[Pointing dataset excerpts]
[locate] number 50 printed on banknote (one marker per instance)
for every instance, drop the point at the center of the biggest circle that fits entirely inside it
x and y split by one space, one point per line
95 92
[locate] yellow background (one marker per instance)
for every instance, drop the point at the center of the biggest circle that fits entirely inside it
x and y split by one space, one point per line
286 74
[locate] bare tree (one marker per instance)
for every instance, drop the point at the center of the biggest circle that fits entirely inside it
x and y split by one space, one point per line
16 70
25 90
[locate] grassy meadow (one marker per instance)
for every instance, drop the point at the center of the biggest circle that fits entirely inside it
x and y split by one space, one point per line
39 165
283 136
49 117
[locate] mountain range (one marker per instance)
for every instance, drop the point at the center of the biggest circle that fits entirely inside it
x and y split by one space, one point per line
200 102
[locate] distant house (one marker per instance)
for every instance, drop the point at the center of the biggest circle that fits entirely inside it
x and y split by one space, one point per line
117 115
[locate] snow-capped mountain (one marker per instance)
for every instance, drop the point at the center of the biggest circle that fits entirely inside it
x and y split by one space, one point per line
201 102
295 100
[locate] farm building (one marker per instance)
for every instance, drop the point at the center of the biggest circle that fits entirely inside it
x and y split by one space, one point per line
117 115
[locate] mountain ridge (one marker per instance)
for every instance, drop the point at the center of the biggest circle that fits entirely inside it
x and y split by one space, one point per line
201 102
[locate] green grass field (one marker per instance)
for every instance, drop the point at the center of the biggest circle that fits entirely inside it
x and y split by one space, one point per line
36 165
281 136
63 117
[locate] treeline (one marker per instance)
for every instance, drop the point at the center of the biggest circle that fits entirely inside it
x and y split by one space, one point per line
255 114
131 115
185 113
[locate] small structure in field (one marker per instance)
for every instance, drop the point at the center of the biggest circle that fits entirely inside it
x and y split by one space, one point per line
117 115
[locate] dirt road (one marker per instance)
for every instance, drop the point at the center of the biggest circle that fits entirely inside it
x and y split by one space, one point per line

» **INSTRUCTIONS TO FOLLOW**
Format the lines of the material above as a JSON list of strings, one string per line and with blank lines left out, starting at the line with "[locate] green grass" and running through the end of the material.

» **WRITTEN RESPONSE**
[
  "[locate] green grass field (one marker per instance)",
  "for every instance, drop the point at the center of the biggest circle that fits entirely inside it",
  "x and y split by one space, one point per line",
  "36 165",
  "281 136",
  "63 117",
  "[locate] treeline (one marker per instance)",
  "for every instance, drop the point at the center of the biggest circle that fits entirely inside it",
  "x and y split by one space, one point per line",
  "255 114",
  "131 115",
  "185 113",
  "[locate] small structure in field (one marker per instance)",
  "for every instance, drop the point at the center of the biggest circle that fits entirely inside it",
  "x and y split by one space, one point per line",
  "117 115",
  "[locate] dirt road (one marker per instance)",
  "for every instance, drop the point at the center of the biggest circle that fits entirely inside it",
  "x and y split by one space, one point per line"
]